- [What you need to do]: Using the records below, filter out every line that lacks "textured" and copy the rest.

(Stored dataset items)
#####

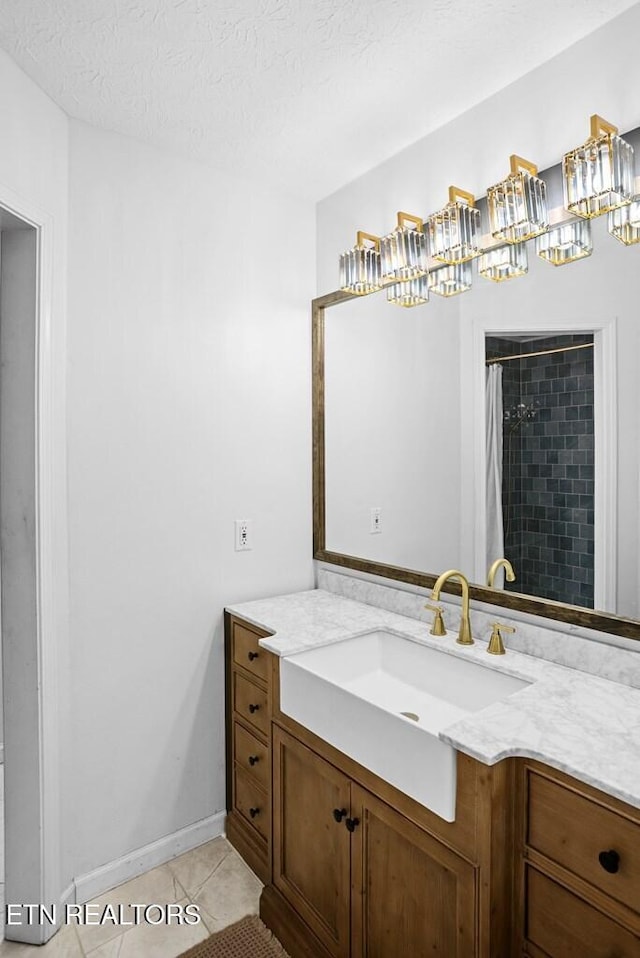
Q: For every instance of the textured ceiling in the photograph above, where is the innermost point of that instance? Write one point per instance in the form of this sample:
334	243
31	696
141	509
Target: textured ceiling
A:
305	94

#####

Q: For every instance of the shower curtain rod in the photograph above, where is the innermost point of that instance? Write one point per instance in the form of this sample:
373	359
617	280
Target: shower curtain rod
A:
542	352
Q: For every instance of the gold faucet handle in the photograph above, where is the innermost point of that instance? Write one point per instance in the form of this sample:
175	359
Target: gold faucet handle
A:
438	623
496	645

#####

- [Written answer]:
Q: For every instance of the textured ceiling in the photograph above, where is the innermost point of that instance? Write one point per instance in the form of this sample:
Target: textured ceiling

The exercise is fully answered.